# Experimenting with LED light



## WesternPA-collector (Apr 21, 2019)

Last night I was just trying some bottle lighting scenes and came up with this for ten of my best embossed soda bottles. From left to right, Oakland MD Coke, Whistle 6.5 ounce, Soda from Coca Cola Bottling Charleroi, Hi-Hat Brownsville PA, Howdy Connellsville PA, Bob's Premium King Size, Connellsville Bottling, Nehi Uniontown, Dr. Pepper Uniontown, and Connellsville Bottling blob-top. In the center is antique crystal ashtray from the Old Overholt Distillery. Lighting is a Neewer CN-160 LED. Taken in shutter priority mode, LED setting. There is a mirror behind them making the reflection.


----------



## Screwtop (Apr 21, 2019)

Very cool! I know all those towns too.


----------



## WesternPA-collector (Apr 21, 2019)

Screwtop said:


> Very cool! I know all those towns too.


Thanks that is impressive. Not too many do.


----------



## HeadBasher77 (Jan 6, 2020)

Good set up. I will do something in the near future.


----------



## WesternPA-collector (Jan 6, 2020)

HeadBasher77 said:


> Good set up. I will do something in the near future.


Thanks for looking and welcome to the site.


----------



## HeadBasher77 (Jan 7, 2020)

Thank you, much appreciated.


----------



## photolith (Jan 7, 2020)

▸ **SHORT PROBLEM A**
Answer these about the LED bottle lighting thread:
(i) Which light was used for the bottle photo?
(ii) What creates the reflection in the photo?
(iii) What does Screwtop say about the towns?
▸ **SHORT PROBLEM B**
Resume the LED bottle lighting thread with the post by photolith that starts it off.
The data has nothing to do with the LED bottle lighting thread.

▸ **GIVEN INFORMATION**
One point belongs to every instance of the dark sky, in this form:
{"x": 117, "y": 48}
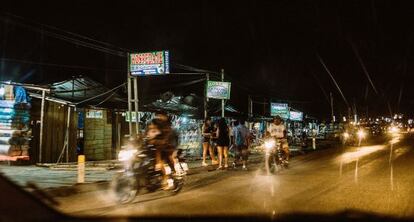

▸ **FINAL RESULT A**
(i) A Neewer CN-160 LED.
(ii) A mirror behind the bottles.
(iii) Screwtop knows all of them.

▸ **FINAL RESULT B**
Screwtop said:


> Very cool! I know all those towns too.


Hey now, I know those towns very well as well  Was just in Charleroi and Brownsville last week again taking photos of bando.


----------



## Screwtop (Jan 7, 2020)

photolith said:


> Hey now, I know those towns very well as well  Was just in Charleroi and Brownsville last week again taking photos of bando.


I like Fredricktown, nice place on the river, good train watching spot, and great food at the Riviera.


----------



## WesternPA-collector (Jan 7, 2020)

I'm familiar. That's the Norfolk Southern Monongahela Line.  Mainly for coal trains.


----------



## Screwtop (Jan 7, 2020)

WesternPA-collector said:


> I'm familiar. That's the Norfolk Southern Monongahela Line.  Mainly for coal trains.




Traffic has picked up last I was there. I should probably check out Ten Mile creek...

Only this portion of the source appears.